● Work request: Turn the lines below into a numbered list, leaving out any blank lines.

Records from a data source
○ ○ ○ ○ ○ ○ ○

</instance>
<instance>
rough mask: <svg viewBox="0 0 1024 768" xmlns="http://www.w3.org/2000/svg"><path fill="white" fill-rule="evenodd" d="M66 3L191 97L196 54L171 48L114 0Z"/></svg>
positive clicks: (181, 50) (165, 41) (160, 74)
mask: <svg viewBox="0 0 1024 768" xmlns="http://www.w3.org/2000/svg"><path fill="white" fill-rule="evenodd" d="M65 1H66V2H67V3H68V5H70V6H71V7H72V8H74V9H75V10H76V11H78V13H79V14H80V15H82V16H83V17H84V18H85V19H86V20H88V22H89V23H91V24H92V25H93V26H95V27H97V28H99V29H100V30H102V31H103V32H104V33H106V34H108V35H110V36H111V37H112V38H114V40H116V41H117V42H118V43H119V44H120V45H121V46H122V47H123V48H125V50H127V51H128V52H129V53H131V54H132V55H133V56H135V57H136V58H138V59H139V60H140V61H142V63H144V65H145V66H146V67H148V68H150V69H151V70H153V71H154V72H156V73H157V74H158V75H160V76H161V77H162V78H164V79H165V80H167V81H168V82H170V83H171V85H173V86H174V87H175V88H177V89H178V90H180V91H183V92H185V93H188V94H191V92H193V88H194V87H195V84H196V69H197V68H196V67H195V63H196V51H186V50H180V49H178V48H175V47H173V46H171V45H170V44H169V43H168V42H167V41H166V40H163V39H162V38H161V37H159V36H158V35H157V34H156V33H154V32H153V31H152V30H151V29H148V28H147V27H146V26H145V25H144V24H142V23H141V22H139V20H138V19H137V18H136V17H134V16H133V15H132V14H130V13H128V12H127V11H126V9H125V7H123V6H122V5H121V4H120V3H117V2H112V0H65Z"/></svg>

○ ○ ○ ○ ○ ○ ○

● Answer section:
1. </instance>
2. <instance>
3. rough mask: <svg viewBox="0 0 1024 768" xmlns="http://www.w3.org/2000/svg"><path fill="white" fill-rule="evenodd" d="M66 3L191 97L196 54L171 48L114 0Z"/></svg>
4. positive clicks: (181, 50) (165, 41) (160, 74)
5. mask: <svg viewBox="0 0 1024 768" xmlns="http://www.w3.org/2000/svg"><path fill="white" fill-rule="evenodd" d="M65 1H66V2H67V3H68V5H70V6H71V7H72V8H74V9H75V10H76V11H78V13H79V14H80V15H82V16H83V17H84V18H85V19H86V20H88V22H89V23H91V24H92V25H93V26H95V27H97V28H99V29H100V30H102V31H103V32H104V33H106V34H108V35H110V36H111V37H112V38H114V40H116V41H117V42H118V43H119V44H120V45H121V46H122V47H123V48H125V50H127V51H128V52H129V53H131V54H132V55H133V56H135V57H136V58H138V59H139V60H140V61H142V63H144V65H145V66H146V67H148V68H150V69H151V70H153V71H154V72H156V73H157V74H158V75H160V76H161V77H162V78H164V79H165V80H167V81H168V82H170V83H171V85H173V86H174V87H175V88H177V89H178V90H180V91H183V92H185V93H188V94H191V92H193V88H194V87H195V84H196V69H197V68H196V67H195V63H196V51H186V50H180V49H178V48H175V47H173V46H171V45H170V44H169V43H168V42H167V41H166V40H163V39H162V38H161V37H159V36H158V35H157V34H156V33H154V32H153V31H152V30H151V29H148V28H147V27H146V26H145V25H144V24H142V23H141V22H139V20H138V19H137V18H136V17H134V16H133V15H132V14H130V13H128V12H127V11H126V9H125V7H123V6H122V5H121V4H120V3H117V2H112V0H65Z"/></svg>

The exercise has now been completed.